▸ Work required
Your task is to return, word for word, only the lines from the line with "Note: for this drill, pin each instance of the green glass" through the close of the data. Exclude all pictures.
## BEGIN Materials provided
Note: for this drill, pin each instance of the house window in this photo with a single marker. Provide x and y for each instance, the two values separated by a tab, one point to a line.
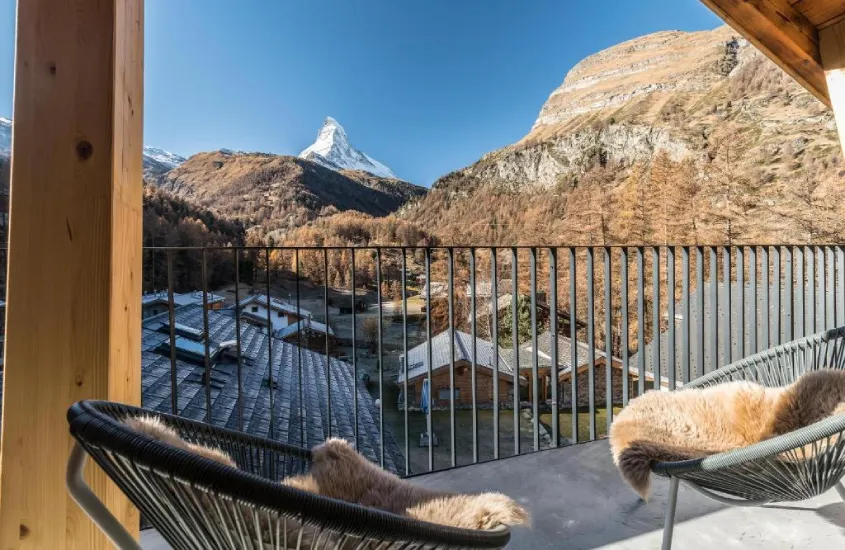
443	394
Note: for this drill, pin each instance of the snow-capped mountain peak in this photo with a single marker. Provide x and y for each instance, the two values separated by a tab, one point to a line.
332	150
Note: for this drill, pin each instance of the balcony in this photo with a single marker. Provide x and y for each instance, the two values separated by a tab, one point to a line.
75	328
638	317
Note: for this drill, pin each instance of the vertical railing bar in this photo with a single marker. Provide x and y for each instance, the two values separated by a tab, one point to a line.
800	287
535	357
778	312
494	332
831	313
326	315
641	319
810	302
789	290
272	382
450	298
429	360
474	366
237	252
840	286
553	325
608	337
206	337
380	359
727	320
820	292
754	314
699	302
591	340
714	308
765	341
671	357
515	335
655	317
171	311
740	309
685	311
405	357
354	350
626	373
301	411
573	341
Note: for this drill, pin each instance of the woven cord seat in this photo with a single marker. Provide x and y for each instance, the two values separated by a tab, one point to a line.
791	467
197	503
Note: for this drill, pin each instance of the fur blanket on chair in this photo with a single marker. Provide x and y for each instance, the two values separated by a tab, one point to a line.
338	471
662	426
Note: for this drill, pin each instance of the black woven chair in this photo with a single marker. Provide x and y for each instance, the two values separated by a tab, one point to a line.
792	467
196	503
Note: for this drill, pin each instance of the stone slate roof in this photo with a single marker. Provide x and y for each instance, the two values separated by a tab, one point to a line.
485	356
277	305
290	427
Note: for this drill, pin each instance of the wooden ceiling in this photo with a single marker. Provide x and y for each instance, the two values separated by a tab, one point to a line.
789	32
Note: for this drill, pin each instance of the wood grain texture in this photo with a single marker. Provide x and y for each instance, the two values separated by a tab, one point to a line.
833	59
782	33
820	12
74	285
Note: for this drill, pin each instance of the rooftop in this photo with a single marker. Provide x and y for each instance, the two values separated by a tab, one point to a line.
441	354
191	398
179	298
275	304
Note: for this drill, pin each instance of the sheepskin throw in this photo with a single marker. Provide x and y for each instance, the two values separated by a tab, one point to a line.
662	426
338	471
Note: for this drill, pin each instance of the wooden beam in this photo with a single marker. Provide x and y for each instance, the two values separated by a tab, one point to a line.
74	271
833	59
782	33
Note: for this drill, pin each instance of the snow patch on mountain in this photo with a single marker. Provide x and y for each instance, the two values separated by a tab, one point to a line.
5	137
162	157
332	150
155	160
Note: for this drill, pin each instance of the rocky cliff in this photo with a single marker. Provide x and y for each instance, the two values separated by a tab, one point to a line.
647	120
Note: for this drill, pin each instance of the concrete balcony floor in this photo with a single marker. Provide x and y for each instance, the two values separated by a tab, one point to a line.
577	500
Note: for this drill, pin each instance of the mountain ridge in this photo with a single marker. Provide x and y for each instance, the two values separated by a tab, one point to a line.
273	194
702	112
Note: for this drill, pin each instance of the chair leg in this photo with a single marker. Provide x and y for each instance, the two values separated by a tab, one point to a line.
93	506
669	523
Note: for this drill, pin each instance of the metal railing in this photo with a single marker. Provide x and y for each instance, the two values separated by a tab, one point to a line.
492	328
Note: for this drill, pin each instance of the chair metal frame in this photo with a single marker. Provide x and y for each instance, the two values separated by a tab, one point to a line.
791	467
197	503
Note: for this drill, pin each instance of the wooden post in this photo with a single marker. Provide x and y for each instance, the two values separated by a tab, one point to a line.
832	46
74	271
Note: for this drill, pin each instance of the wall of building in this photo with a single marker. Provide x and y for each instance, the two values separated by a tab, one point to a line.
565	388
463	384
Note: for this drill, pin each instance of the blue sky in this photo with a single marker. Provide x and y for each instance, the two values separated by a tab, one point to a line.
425	87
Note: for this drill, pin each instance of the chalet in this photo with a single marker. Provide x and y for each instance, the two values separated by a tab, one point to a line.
156	302
414	368
310	334
257	310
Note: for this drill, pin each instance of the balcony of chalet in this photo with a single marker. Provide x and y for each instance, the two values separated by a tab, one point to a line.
494	368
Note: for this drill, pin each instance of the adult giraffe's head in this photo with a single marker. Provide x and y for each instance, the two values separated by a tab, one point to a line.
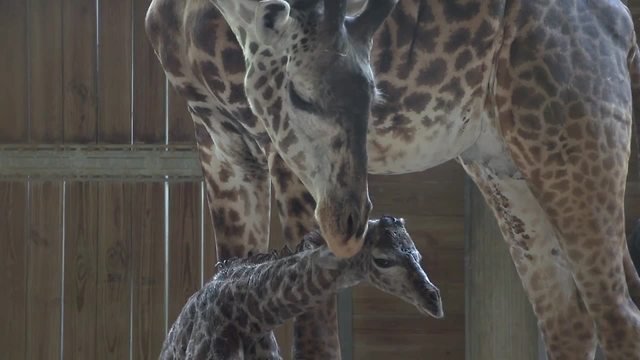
309	79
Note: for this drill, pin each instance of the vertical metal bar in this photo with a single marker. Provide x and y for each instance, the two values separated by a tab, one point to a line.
467	267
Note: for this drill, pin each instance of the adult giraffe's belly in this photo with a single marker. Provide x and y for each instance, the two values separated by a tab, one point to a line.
418	141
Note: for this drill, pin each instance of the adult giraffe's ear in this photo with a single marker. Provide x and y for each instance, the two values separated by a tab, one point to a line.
271	21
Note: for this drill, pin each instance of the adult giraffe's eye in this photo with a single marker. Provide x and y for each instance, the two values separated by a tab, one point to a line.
383	263
299	102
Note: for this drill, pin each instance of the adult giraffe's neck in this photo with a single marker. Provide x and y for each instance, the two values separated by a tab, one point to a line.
240	14
291	286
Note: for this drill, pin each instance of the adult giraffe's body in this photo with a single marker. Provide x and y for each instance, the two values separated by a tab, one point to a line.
533	98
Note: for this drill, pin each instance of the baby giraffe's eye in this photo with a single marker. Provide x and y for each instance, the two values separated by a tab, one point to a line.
383	263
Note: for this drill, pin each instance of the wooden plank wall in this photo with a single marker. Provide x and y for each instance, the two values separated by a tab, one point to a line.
92	269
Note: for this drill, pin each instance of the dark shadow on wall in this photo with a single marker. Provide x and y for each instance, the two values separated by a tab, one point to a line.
634	245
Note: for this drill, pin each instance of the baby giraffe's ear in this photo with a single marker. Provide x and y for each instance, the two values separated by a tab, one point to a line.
327	260
271	21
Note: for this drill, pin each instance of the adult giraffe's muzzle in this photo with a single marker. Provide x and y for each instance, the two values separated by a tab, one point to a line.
343	223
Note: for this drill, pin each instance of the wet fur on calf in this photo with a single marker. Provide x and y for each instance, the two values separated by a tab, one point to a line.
233	315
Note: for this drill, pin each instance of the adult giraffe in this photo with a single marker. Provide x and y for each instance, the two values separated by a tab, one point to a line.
533	98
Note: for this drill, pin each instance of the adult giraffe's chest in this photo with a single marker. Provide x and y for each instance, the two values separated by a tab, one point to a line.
434	64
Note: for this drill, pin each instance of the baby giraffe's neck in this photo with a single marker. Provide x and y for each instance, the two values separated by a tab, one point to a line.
291	286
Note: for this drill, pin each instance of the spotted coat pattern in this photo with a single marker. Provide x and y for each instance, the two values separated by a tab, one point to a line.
534	98
233	315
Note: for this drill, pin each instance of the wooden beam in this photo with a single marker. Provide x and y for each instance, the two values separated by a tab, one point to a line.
100	162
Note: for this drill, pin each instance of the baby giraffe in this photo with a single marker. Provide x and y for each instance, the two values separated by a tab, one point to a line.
233	315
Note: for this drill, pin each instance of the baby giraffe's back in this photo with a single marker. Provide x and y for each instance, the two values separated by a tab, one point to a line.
202	332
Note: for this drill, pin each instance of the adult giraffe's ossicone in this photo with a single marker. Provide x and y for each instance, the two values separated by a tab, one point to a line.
325	93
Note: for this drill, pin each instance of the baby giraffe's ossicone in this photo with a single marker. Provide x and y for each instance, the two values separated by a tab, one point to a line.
233	315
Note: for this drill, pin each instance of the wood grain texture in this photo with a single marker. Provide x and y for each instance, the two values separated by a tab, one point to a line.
500	321
149	83
79	71
14	123
184	244
114	89
44	285
13	268
114	270
180	123
45	59
80	275
148	270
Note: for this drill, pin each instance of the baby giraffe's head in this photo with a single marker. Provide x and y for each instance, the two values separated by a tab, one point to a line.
392	264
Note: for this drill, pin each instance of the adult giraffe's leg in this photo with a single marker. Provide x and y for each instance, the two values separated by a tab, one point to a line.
567	328
316	332
564	107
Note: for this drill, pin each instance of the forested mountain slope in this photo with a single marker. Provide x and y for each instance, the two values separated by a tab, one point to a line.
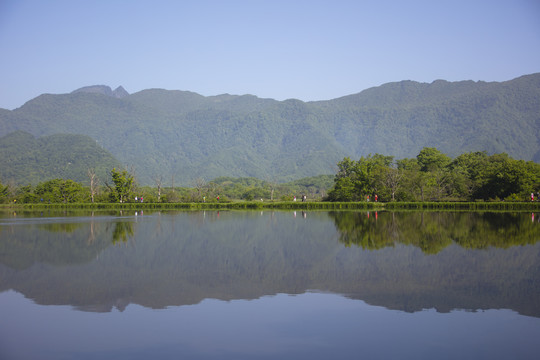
26	160
185	135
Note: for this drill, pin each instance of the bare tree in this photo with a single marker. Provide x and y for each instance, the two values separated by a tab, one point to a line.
200	183
159	182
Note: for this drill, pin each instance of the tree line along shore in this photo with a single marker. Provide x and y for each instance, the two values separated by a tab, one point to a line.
431	178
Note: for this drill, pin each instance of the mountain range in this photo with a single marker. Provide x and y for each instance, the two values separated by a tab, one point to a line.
182	136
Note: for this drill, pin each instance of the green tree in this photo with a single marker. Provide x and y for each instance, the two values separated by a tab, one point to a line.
123	185
60	190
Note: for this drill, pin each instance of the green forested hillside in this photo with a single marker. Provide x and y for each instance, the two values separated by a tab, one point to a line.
27	160
183	136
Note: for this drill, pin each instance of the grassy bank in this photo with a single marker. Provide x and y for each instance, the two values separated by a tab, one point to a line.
287	205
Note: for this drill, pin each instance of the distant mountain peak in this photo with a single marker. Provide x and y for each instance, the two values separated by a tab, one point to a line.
119	92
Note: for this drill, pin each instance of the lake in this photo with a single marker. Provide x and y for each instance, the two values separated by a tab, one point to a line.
269	285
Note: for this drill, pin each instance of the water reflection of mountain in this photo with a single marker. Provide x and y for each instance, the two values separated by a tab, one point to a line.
170	260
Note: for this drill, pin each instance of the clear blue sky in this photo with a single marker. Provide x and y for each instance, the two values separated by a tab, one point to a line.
308	50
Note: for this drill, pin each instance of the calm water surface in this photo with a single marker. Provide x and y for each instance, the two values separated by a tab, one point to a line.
267	285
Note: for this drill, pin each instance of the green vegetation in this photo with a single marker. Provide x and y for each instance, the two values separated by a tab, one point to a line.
180	136
432	180
26	160
433	176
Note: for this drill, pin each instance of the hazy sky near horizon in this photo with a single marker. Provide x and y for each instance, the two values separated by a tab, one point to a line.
308	50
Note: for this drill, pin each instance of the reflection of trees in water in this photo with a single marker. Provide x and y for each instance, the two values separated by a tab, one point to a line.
123	230
433	231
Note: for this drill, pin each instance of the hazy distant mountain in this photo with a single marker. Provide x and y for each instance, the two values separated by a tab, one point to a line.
119	92
185	135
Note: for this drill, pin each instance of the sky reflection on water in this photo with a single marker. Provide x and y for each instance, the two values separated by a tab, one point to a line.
310	325
238	285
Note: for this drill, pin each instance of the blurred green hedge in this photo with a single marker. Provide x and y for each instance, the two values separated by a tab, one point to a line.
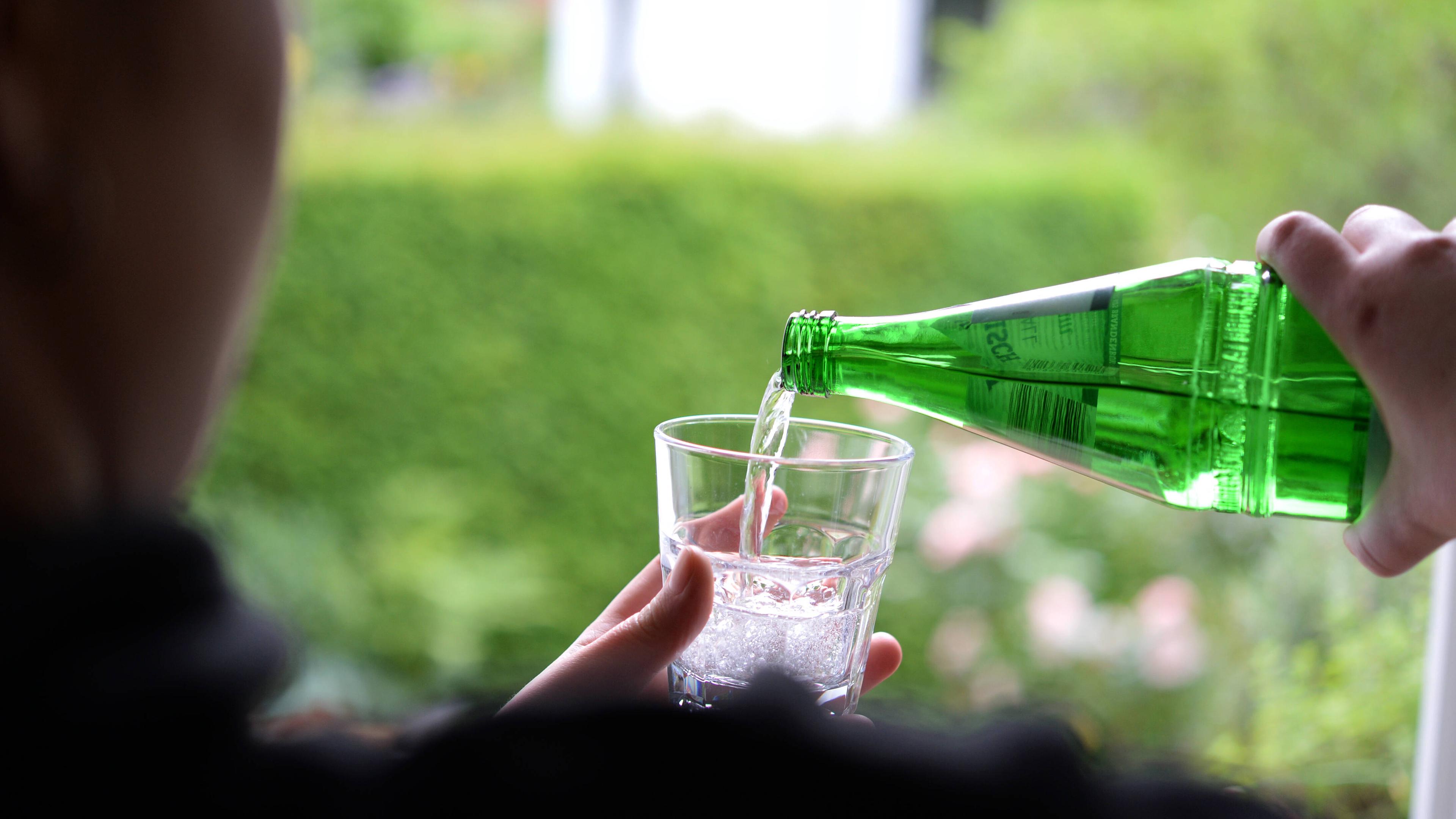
439	465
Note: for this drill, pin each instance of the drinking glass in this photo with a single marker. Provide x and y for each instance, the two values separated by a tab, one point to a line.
806	605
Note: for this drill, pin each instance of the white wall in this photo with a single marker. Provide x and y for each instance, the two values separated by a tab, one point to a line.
783	67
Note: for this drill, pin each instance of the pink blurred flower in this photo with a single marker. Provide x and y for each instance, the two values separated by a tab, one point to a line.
1059	611
957	642
960	528
1173	648
989	471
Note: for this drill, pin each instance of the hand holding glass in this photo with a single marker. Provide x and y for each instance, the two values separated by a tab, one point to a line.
806	607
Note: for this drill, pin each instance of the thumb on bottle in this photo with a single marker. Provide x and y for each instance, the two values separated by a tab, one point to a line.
1315	263
1388	538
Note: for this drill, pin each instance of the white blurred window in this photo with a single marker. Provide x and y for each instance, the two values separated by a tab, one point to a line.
784	67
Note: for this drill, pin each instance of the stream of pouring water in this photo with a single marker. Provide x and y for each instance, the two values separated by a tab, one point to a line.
771	430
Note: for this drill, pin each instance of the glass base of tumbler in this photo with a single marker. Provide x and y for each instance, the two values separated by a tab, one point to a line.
697	693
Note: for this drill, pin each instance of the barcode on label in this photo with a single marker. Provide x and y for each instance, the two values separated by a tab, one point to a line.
1059	426
1042	365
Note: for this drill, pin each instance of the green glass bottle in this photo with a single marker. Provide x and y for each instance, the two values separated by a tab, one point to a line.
1199	384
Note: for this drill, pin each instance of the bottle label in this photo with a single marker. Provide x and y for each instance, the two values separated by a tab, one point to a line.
1046	336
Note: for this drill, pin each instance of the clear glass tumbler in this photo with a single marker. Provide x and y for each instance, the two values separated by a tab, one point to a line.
806	605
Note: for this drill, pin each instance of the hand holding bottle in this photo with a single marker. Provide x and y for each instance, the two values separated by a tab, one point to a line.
1384	289
625	652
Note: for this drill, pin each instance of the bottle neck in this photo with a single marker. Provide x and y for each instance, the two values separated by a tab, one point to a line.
804	366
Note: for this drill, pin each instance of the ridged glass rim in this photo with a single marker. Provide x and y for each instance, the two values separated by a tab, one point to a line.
660	433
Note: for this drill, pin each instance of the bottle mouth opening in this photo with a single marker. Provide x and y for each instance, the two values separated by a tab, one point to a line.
804	365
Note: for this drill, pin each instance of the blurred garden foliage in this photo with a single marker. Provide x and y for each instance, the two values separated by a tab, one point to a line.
439	467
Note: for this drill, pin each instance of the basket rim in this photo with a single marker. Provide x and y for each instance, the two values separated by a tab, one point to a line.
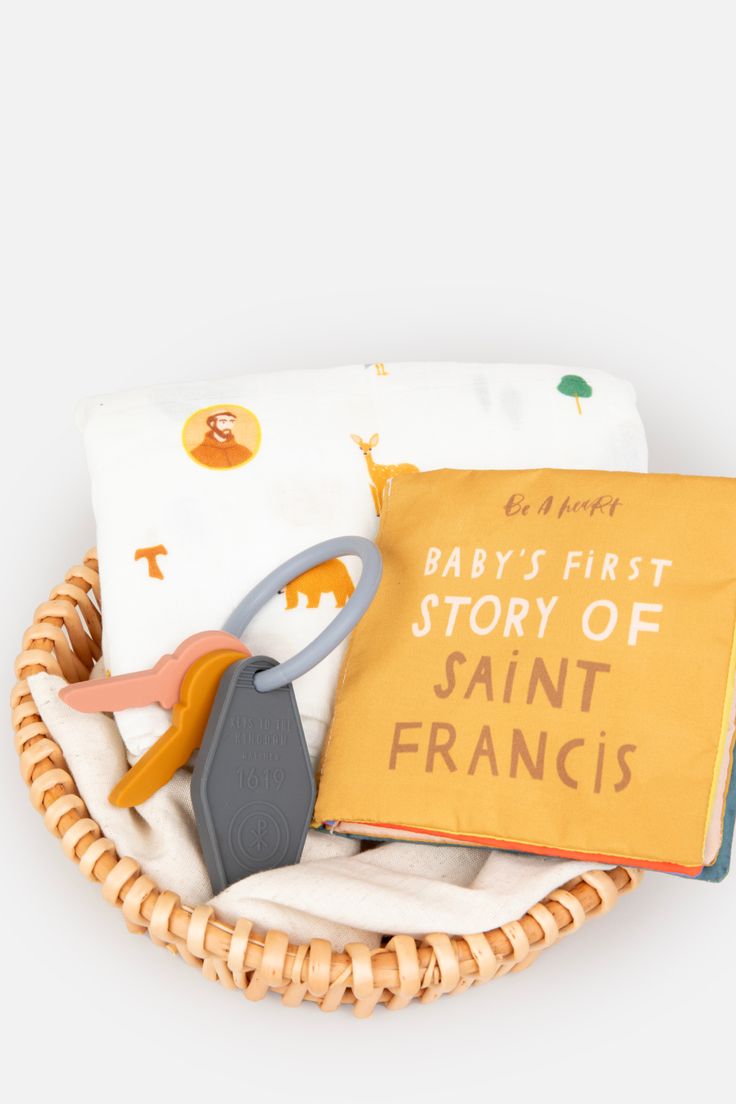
65	639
## END Materials provided
▸ Result of this exercise
Note: for this drill, pin each instance of the green glass bottle in this photo with a single marker. Provide x and y for each instance, the two values separated by a tab, one point to a line.
1199	384
Note: for this drill, pin each instance of the bottle label in this photo with a single marker. Provide x and y for each instance, the two values separated by a tab, one point to a line.
1046	336
Note: for this drill, pin each instance of the clear glass tumbler in this photo with a single marker. Provide x and y for each instance, the two values separated by a tab, one point to a line.
806	605
Note: for this drill, pin each instance of the hand holding bottle in this photo with a single marker. Provide x and y for each instance, the two values separated by a tab, one point to a line.
1384	289
625	652
Note: for this drill, pin each instance of the bottle neck in this photo with a single marker. Provide x and y for each instance, the two values separated by a tab, one point to a line.
804	366
Note: for this drill, pin each instance of the ridged glass rim in this photo with a single marker. Provide x and y for each instance, the two values separated by a tab, one point to a line.
660	433
Note: for this drill, pin each instance of the bottle mouth opening in this photo with a single marker. Provide x and y for each instance, the two values separated by a tab, one point to a line.
804	365
Note: for this drill, pin each instance of the blurred garden foliage in this photo with a single marker. Provide x and y for each instance, the two values separated by a tab, one point to a line.
439	467
Note: for this drill, pin each instance of the basket rim in this photo with a single marker. Provide x and y for each instance, the two values separated by a tab, one point to a line.
65	639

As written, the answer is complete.